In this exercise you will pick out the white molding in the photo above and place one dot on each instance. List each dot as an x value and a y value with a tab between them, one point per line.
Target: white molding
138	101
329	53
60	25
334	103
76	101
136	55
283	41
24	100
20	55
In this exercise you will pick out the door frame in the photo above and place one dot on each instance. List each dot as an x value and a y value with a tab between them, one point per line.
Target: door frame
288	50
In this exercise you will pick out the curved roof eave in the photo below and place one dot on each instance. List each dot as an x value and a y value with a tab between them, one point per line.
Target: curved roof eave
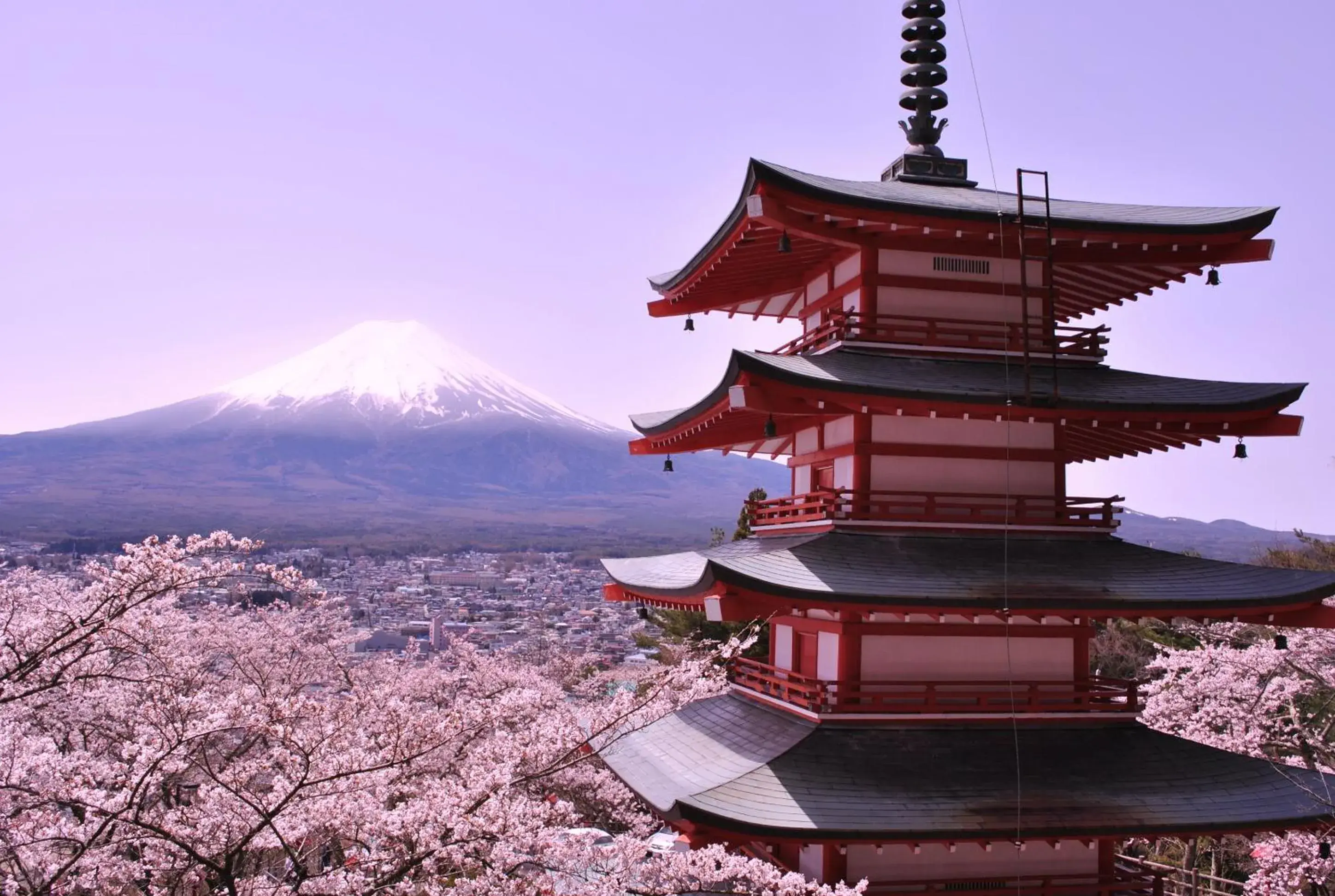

• _WHAT YOU NEED TO DO_: Please reproduce the records above exactly and leave any picture behind.

• _YOUR SOLUTION_:
In this exercise you will pick out the white molding in the photo above and place one dot on each instance. List each dot as an x value and a y value with a tab between them, one point per line.
Target: white molding
138	101
329	53
60	25
334	103
76	101
136	55
283	41
24	100
20	55
In this exercise you will pick out the door frame in the photo above and place one dot on each instance. List each dot as an x value and a y value with a tab between them, one point per line.
Target: door frame
288	50
In this exercise you will pick out the curved roof eave in the photo below and place one dot on each instance. List each dot as an x value and a y value with a tab between them, one point per line.
Target: curved roof eave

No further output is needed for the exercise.